Coal ash in the garden?

Coal ash has been coming at me from all directions; by an odd coincidence, a recent commenter on last summer’s wood ash in the garden posts wrote about coal ash, even as I worked on the post about the great ash spill at the Tennessee power plant.

Jacqueline had been putting her ashes from wood and solid fuel on her vegetable garden for a couple of years, though she did the responsible person’s internet search first, finding only sites touting the benefits of ashes in general. Then, just a week or two ago, a response to a letter in the Guardian cited the smokeless fuel folks as saying that these ashes should under no circumstances be put in gardens.

Gulp. So—how bad is this bad news?

First of all, a couple of definitions and distinctions, during which I will try to stick to the topic, keeping Star Wars allusions and other tangents to a minimum.

“Solid fuel,” my fellow natural gas Americans and close Canadian cousins, is apparently a whole variety of processed coal products, many of which have been developed as “smokeless” fuels, a requirement in parts of the U.K. designated “Smoke Control Areas.” (Isn’t it great where gardening research can take you?) (BTW, if I got this seriously wrong, I hope one of my British Blogging Buddies will set me straight.)

__WORK ORDER__. In the passage about coal ash in the garden, reproduce the text from "Jacqueline had been" up to and including "to a minimum.", substituting "flower bed" for "vegetable garden".

Referring expression data
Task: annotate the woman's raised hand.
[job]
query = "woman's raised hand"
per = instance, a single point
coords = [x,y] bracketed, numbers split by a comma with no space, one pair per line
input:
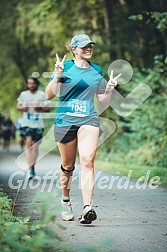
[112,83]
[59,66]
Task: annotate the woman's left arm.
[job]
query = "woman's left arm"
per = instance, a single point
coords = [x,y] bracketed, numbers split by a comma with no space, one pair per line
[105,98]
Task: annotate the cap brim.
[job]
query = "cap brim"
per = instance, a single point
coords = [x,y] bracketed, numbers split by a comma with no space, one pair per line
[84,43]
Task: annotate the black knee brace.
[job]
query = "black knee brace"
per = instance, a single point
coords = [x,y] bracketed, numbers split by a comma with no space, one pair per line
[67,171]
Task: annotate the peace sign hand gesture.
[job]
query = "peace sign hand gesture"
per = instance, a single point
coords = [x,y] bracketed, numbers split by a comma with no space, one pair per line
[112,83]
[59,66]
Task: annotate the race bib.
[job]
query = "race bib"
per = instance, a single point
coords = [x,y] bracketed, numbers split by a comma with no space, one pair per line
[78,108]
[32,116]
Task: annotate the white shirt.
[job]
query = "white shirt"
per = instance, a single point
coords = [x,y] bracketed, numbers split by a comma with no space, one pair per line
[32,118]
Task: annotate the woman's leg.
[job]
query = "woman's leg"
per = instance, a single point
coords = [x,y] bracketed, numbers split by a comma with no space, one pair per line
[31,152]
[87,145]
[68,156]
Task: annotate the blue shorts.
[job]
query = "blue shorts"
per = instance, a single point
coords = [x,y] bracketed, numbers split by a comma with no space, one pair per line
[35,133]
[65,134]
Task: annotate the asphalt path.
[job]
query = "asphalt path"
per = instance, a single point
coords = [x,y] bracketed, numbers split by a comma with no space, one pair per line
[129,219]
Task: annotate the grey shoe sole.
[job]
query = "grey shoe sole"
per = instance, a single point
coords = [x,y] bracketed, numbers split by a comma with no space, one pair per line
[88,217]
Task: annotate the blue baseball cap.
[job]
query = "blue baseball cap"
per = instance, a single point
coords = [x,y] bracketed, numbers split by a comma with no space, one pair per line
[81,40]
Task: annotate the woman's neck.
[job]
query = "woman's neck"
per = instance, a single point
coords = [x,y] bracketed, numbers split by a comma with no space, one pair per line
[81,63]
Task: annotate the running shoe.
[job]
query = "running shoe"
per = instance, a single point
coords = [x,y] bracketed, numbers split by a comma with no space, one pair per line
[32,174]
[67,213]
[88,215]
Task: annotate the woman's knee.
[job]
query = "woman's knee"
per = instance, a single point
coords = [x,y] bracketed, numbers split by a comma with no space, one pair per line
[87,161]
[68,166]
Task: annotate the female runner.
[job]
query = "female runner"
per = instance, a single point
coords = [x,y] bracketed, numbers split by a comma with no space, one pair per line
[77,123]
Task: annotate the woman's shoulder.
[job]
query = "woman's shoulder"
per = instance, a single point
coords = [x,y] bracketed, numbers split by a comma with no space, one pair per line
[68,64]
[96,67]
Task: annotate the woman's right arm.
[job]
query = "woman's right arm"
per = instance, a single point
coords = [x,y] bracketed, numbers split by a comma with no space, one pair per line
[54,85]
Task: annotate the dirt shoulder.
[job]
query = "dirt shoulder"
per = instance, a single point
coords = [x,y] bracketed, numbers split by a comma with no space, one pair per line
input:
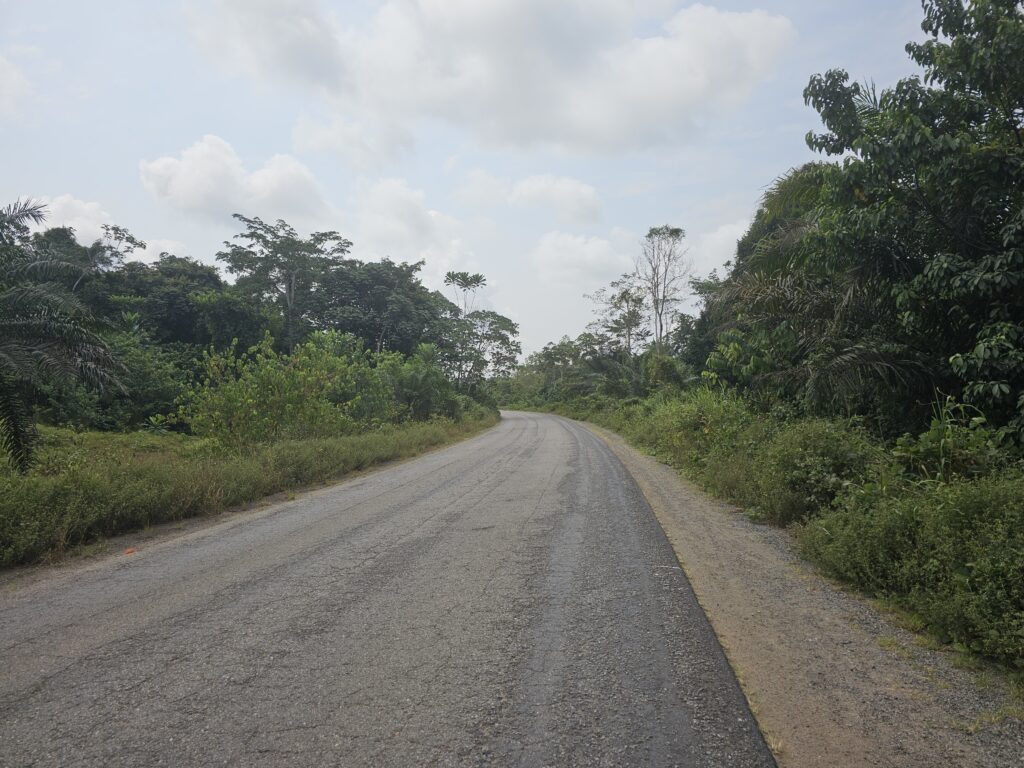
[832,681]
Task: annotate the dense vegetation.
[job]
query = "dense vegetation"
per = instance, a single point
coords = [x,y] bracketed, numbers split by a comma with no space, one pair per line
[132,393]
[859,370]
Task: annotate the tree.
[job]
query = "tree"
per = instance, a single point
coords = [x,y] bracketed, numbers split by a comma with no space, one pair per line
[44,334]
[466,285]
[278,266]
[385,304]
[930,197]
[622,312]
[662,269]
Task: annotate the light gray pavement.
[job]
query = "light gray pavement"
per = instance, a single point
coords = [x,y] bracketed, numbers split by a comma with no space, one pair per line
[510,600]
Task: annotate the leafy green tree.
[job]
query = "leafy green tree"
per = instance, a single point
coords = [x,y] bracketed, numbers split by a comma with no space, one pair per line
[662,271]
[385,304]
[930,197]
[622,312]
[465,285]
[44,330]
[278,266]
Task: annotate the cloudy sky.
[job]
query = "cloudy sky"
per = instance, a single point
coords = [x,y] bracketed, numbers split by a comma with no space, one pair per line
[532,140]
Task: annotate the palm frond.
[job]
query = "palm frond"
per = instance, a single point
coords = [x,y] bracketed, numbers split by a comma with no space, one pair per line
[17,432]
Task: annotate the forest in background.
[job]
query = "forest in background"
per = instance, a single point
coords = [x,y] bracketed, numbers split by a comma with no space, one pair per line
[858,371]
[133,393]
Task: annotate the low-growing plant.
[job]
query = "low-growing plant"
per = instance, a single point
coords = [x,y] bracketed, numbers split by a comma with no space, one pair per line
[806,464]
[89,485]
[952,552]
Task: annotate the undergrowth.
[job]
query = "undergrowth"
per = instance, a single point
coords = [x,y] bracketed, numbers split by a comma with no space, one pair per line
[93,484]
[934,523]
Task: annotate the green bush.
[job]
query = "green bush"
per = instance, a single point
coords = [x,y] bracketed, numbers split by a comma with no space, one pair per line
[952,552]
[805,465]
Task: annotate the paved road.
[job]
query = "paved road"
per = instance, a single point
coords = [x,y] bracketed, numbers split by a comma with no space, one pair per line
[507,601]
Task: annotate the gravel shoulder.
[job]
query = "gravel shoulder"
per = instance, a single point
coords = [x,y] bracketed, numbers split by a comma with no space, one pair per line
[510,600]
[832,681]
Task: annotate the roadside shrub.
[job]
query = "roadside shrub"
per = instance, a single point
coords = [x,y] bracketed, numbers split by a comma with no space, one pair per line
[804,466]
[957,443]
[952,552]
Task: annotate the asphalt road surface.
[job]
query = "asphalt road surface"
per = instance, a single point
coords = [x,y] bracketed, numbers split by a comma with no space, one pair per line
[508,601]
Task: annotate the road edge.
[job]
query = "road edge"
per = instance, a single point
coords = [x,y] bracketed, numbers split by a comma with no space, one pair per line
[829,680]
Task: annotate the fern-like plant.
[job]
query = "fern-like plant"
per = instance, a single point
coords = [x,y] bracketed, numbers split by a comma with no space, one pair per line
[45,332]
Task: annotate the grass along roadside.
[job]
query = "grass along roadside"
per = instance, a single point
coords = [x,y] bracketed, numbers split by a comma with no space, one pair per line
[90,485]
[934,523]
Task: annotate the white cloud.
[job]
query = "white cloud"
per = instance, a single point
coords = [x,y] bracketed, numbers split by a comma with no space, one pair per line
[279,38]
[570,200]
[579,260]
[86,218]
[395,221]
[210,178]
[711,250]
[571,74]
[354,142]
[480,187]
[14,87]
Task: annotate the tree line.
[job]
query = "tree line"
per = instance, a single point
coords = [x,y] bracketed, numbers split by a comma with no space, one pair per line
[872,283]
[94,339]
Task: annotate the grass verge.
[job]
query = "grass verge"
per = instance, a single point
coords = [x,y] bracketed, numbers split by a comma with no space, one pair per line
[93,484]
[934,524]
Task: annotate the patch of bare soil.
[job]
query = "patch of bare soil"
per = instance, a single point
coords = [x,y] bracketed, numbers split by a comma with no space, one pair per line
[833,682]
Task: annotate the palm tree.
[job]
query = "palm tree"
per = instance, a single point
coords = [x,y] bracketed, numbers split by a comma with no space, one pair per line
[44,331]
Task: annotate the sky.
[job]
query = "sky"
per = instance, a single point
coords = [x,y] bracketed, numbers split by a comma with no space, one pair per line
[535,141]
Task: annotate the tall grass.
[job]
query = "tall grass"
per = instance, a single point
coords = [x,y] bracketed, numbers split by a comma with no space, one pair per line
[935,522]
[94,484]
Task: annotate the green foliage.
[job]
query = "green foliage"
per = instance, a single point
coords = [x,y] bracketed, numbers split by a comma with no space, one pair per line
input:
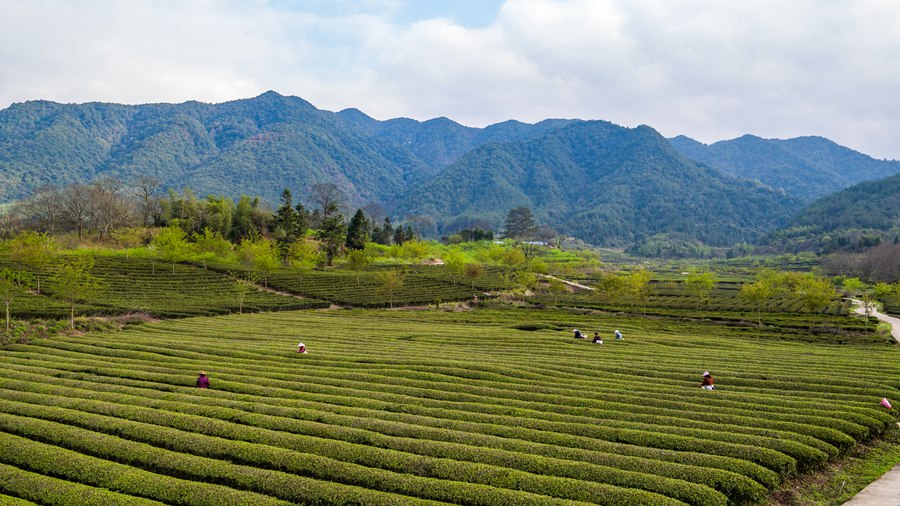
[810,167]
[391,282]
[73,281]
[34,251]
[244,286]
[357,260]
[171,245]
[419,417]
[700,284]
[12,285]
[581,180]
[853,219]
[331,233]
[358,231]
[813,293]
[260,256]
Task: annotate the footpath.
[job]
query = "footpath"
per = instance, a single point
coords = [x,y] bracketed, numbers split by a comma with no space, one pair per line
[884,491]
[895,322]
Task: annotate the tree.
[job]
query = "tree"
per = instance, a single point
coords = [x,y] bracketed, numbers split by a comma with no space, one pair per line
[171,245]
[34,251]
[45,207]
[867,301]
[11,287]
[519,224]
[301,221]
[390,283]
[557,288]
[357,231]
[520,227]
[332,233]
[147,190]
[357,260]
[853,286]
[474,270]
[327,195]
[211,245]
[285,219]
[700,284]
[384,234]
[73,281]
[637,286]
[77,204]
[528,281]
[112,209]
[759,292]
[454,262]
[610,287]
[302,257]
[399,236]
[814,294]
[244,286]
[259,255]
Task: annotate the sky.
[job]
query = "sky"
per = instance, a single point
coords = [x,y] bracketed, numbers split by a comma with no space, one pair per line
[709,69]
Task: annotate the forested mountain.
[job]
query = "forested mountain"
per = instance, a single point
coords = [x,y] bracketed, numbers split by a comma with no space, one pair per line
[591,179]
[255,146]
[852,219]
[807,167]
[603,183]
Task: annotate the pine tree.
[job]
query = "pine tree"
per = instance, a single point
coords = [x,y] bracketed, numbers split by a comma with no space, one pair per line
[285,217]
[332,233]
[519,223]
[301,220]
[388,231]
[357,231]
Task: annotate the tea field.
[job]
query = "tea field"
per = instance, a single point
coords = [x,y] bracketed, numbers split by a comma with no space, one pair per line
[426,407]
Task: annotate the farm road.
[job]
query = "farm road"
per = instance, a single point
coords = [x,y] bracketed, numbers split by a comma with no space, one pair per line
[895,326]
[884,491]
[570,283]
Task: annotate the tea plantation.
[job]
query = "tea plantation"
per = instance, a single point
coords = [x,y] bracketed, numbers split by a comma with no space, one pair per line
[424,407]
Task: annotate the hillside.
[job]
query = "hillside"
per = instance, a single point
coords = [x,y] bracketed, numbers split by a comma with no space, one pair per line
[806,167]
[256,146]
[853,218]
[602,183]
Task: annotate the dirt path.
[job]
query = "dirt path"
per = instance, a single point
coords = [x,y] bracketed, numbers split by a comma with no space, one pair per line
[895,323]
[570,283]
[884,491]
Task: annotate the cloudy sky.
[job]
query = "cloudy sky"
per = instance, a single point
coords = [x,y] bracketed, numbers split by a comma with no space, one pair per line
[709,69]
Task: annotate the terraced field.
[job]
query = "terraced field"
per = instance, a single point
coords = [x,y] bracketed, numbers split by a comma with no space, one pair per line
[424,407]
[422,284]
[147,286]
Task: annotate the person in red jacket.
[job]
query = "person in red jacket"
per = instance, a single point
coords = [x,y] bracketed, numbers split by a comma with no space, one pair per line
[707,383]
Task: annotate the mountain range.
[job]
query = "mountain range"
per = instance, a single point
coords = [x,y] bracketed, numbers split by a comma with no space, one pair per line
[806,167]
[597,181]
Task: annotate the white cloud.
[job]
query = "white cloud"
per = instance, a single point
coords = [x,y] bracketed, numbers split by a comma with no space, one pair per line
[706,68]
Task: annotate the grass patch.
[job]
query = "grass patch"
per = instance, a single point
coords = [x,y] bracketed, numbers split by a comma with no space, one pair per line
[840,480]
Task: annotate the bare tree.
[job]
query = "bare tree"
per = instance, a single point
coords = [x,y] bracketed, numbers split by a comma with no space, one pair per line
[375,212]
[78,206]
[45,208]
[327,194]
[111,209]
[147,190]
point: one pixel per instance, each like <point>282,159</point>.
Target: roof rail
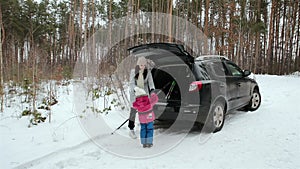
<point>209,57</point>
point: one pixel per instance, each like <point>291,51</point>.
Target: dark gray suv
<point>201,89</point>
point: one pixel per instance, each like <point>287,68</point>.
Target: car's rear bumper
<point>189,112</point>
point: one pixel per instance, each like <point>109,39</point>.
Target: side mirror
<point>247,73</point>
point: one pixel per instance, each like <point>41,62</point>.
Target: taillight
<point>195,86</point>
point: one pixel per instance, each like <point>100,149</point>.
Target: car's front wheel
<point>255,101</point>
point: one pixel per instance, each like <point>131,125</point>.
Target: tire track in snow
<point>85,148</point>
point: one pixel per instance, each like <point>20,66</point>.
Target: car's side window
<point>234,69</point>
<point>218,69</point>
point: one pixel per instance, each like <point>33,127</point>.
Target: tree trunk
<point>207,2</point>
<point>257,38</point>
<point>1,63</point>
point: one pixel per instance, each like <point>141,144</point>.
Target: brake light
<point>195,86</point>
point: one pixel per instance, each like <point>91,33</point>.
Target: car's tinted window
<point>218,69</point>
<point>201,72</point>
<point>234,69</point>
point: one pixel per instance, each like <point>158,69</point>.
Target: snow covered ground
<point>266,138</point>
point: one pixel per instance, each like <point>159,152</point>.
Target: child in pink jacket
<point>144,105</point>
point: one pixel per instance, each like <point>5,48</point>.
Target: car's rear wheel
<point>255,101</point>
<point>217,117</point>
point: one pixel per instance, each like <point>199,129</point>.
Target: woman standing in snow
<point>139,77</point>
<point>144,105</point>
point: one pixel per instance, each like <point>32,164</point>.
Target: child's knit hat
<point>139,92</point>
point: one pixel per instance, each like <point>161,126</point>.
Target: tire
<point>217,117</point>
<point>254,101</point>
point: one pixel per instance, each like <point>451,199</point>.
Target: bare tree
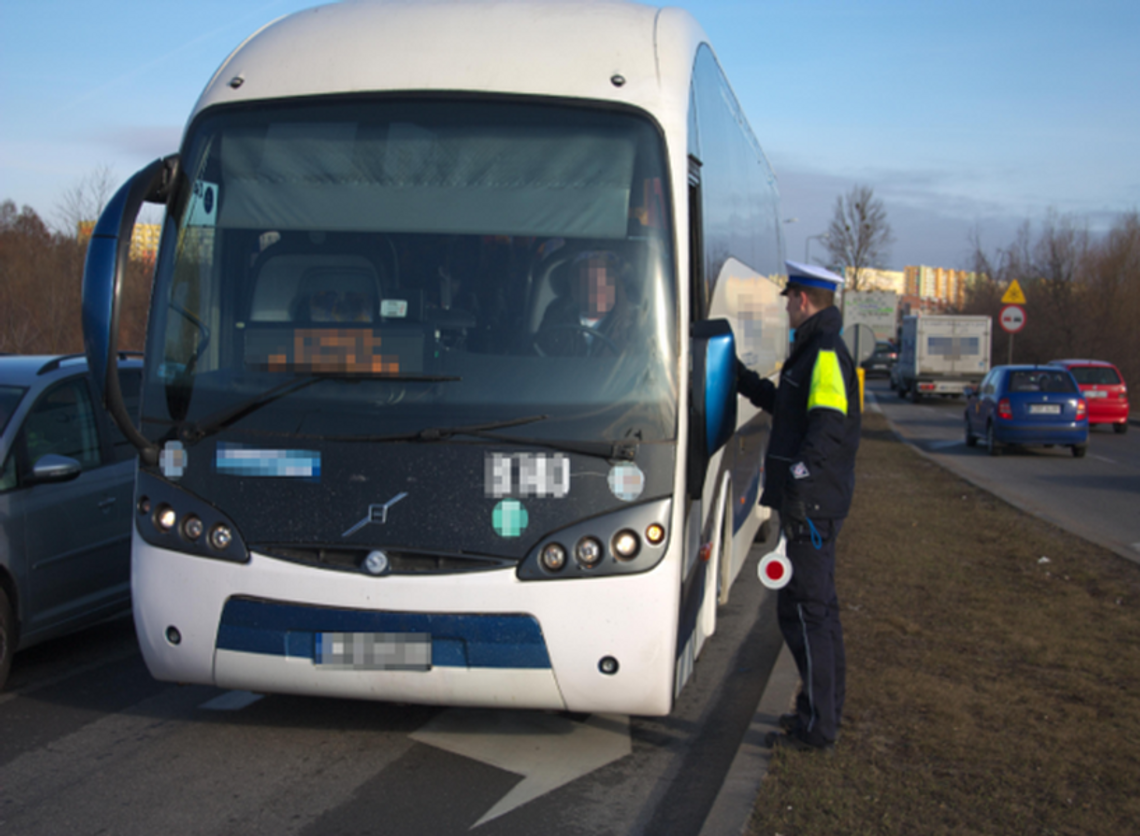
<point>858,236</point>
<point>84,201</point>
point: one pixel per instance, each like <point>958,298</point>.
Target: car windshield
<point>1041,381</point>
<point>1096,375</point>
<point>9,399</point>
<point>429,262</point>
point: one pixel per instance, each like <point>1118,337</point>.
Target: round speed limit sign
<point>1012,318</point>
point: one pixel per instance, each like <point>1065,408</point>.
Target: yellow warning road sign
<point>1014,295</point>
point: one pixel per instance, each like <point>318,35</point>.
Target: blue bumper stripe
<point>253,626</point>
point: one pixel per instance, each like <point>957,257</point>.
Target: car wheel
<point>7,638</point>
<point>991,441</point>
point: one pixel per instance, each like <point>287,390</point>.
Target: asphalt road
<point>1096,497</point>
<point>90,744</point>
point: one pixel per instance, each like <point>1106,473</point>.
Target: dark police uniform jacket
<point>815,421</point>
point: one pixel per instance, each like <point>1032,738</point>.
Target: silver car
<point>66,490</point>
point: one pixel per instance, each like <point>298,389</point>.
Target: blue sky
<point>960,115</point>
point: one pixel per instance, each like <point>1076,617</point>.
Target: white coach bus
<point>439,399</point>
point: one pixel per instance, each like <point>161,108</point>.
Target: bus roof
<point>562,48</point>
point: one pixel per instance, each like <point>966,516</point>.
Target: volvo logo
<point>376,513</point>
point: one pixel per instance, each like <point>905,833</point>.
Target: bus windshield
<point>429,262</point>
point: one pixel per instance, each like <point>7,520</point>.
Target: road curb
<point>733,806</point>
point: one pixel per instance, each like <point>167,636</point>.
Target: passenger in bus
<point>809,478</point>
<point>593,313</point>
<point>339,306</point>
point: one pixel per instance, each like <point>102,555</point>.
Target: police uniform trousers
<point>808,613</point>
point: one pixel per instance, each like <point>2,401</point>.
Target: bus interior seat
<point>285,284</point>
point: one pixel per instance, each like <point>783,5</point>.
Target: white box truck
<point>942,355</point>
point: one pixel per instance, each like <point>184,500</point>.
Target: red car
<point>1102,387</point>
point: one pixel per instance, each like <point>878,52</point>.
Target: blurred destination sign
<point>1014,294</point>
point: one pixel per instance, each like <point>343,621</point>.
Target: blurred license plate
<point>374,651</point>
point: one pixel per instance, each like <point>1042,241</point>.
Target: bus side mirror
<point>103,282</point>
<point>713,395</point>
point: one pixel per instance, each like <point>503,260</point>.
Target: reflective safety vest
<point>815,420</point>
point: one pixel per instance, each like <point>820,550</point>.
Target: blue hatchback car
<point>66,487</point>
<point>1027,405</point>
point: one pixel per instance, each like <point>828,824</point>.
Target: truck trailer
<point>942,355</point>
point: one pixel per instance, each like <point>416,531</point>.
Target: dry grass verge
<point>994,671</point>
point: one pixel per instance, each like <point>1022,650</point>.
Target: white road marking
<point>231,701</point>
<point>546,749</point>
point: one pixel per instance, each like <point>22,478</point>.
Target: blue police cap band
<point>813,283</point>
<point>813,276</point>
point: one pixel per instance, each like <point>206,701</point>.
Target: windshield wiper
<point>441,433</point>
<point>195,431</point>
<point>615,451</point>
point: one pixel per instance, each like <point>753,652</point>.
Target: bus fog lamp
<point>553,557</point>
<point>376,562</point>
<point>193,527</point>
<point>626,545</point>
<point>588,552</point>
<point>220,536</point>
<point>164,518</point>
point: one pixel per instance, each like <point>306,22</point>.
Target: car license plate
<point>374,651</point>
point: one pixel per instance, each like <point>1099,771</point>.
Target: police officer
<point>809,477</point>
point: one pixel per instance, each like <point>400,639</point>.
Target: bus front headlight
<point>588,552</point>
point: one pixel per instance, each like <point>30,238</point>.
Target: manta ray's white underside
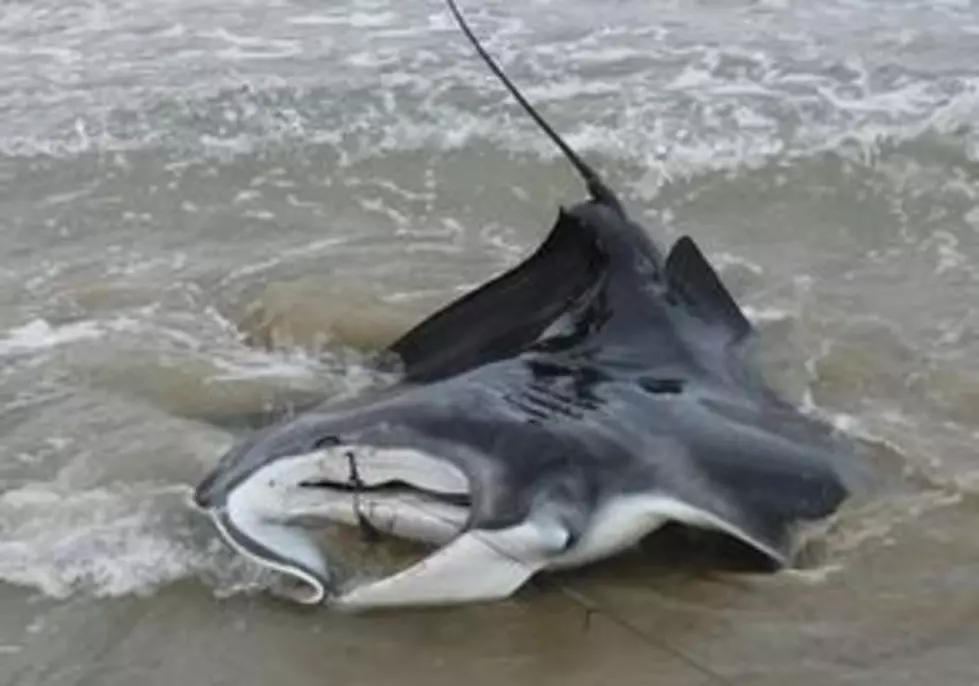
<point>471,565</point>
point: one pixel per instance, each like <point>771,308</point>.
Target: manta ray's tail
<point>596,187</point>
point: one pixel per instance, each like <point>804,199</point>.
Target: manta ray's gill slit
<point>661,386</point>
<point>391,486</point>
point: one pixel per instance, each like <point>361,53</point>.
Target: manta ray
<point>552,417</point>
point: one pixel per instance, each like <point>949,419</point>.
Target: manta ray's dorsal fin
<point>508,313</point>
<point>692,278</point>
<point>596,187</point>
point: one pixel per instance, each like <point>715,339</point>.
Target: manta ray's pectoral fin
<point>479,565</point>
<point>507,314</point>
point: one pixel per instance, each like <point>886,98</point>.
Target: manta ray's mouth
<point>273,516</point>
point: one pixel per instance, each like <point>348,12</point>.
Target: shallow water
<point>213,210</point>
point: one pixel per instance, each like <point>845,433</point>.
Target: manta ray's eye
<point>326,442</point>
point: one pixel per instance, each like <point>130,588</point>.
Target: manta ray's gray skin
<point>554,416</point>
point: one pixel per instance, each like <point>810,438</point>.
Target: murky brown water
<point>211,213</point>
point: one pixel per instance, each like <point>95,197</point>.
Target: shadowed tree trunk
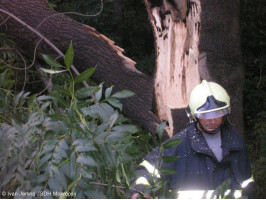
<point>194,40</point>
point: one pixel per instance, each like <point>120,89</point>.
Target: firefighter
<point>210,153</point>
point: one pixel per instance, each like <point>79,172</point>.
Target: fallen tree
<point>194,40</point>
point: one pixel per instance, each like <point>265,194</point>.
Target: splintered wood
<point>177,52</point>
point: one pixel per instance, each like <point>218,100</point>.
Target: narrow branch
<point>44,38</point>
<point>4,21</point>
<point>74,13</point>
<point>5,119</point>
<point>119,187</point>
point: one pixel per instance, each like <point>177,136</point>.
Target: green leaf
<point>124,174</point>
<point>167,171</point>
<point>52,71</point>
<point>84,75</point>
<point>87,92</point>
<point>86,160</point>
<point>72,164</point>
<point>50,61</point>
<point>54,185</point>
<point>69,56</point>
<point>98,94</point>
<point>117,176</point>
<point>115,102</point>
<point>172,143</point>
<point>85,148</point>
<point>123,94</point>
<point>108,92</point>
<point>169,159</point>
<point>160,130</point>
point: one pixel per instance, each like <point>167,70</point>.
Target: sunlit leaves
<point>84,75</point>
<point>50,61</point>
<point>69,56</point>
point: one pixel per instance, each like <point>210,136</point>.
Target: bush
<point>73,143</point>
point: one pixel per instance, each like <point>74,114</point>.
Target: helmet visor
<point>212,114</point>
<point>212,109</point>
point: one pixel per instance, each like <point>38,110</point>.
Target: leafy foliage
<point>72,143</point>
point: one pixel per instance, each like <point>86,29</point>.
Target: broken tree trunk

__RESPONSE TO THIS EXERCISE__.
Jacqueline had been putting her ashes from wood and solid fuel on her flower bed for a couple of years, though she did the responsible person’s internet search first, finding only sites touting the benefits of ashes in general. Then, just a week or two ago, a response to a letter in the Guardian cited the smokeless fuel folks as saying that these ashes should under no circumstances be put in gardens.

Gulp. So—how bad is this bad news?

First of all, a couple of definitions and distinctions, during which I will try to stick to the topic, keeping Star Wars allusions and other tangents to a minimum.